(Items from a point annotation set)

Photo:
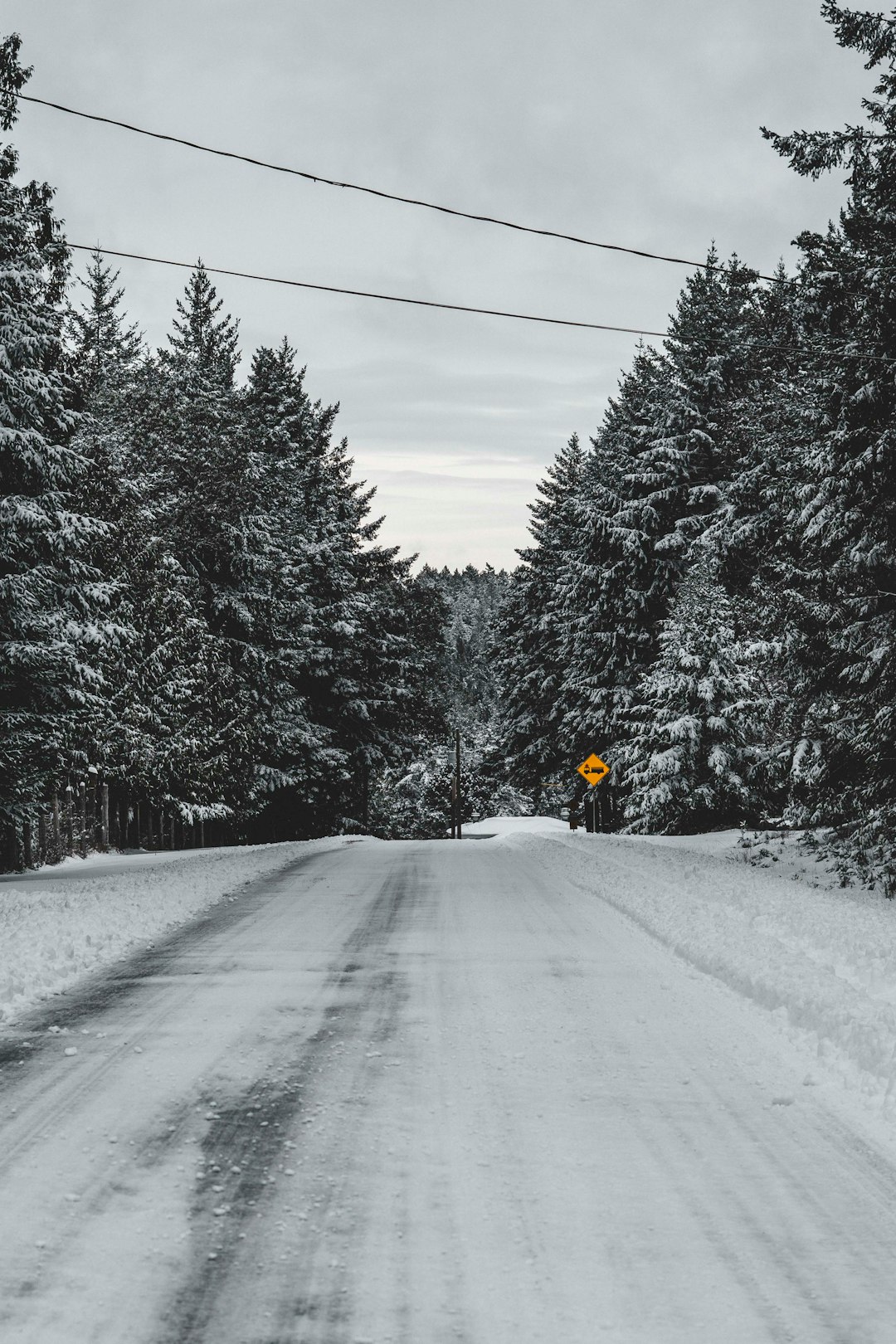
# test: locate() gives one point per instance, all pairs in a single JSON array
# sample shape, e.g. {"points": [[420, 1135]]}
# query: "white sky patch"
{"points": [[626, 123]]}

PROBLEM TO WORK ON - Please update the items above by changing "white" to "pale" and keeping everything else the same. Leave the pictures out of your answer.

THE OUTPUT -
Photo:
# test: locate() gives one point per instance, all pairs in a single JSON array
# sample shape, e.g. {"points": [[420, 1135]]}
# query: "pale sky patch"
{"points": [[626, 123]]}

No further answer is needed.